[Supplied information Boundary: Start]

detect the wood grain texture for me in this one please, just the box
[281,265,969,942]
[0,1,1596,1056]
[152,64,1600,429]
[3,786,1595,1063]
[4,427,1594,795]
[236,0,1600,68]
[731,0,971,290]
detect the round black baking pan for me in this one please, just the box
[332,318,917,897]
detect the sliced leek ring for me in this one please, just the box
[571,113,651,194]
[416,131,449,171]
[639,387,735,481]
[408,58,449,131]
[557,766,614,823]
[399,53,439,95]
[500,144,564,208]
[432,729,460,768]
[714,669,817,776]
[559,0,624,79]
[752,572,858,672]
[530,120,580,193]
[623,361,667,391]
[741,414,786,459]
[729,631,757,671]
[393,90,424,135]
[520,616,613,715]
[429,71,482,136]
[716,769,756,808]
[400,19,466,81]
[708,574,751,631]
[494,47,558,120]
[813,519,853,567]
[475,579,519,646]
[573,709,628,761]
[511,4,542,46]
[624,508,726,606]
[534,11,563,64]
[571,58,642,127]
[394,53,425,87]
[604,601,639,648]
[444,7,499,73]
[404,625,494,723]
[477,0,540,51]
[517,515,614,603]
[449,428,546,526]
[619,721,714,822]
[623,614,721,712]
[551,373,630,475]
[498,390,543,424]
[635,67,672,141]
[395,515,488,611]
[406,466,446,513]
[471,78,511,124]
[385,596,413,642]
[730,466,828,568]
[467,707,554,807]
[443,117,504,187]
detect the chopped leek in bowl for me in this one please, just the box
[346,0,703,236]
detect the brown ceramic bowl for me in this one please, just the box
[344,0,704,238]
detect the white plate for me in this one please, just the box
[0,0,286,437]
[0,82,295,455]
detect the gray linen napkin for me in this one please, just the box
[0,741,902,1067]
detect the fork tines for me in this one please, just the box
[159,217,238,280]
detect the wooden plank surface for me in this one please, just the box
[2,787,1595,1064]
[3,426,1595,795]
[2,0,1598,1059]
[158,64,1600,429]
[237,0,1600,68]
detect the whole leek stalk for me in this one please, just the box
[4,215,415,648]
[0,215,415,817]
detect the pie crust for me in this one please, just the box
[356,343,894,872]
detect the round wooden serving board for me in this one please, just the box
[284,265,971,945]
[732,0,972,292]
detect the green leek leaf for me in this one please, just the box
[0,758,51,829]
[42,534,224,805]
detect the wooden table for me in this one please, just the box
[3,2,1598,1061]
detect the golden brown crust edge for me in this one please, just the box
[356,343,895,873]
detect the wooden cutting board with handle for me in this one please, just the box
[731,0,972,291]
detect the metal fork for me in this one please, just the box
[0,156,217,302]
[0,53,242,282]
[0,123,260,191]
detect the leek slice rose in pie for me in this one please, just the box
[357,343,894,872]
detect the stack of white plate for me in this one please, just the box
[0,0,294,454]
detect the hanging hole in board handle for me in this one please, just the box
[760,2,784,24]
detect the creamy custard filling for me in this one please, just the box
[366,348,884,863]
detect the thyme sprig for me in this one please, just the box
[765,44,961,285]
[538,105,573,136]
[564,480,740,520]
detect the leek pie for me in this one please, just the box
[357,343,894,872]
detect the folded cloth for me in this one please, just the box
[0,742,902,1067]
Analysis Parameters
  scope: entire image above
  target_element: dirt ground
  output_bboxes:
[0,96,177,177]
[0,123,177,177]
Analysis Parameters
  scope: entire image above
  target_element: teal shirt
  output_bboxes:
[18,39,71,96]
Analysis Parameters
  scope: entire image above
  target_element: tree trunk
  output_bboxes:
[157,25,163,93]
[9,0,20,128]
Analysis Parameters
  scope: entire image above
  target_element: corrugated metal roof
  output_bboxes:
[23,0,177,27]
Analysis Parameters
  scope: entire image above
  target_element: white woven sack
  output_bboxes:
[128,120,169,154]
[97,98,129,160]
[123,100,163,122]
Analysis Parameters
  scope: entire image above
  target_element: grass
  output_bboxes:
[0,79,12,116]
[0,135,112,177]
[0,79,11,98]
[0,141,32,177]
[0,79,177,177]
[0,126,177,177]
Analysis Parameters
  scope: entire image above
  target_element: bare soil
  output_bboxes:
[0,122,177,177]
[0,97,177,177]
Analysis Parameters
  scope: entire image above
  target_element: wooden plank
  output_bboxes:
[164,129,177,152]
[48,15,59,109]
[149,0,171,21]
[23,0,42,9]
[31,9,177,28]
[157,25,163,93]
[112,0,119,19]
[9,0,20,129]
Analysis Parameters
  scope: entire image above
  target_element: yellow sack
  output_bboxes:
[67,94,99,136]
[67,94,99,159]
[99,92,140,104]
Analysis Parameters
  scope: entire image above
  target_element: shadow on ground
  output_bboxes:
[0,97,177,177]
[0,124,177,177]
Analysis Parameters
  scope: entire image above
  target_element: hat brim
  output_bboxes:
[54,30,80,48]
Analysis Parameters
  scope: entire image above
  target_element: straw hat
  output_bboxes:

[Supplied information Boundary: End]

### [Problem requirements]
Every line above that contains the word "ground" should be reported.

### [Output of the exercise]
  target_element: dirt ground
  target_element: shadow on ground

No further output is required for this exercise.